● **Task prompt**: The required answer is every line of the data containing the word "tree".
---------- Input material ----------
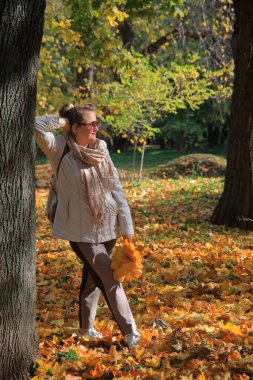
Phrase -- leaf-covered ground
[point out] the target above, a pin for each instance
(193, 304)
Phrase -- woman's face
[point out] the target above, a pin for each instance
(86, 131)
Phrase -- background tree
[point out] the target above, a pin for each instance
(237, 199)
(20, 39)
(87, 55)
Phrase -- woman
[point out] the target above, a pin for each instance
(91, 209)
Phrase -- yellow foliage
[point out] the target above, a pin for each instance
(126, 262)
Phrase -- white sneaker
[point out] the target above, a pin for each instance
(132, 339)
(92, 333)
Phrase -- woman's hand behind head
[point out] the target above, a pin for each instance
(64, 124)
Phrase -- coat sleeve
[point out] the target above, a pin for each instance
(48, 143)
(124, 214)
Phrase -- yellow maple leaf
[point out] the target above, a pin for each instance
(126, 262)
(231, 327)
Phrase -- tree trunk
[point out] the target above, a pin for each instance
(237, 199)
(21, 24)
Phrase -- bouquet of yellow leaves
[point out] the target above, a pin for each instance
(126, 262)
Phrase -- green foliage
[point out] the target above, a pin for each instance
(97, 51)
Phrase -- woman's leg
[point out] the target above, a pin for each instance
(88, 300)
(98, 262)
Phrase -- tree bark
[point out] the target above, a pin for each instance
(237, 198)
(21, 27)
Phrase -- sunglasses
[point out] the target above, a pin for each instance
(93, 124)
----------
● **Task output**:
Phrase -- background tree
Phrase -- tree trunk
Phrase -- tree bark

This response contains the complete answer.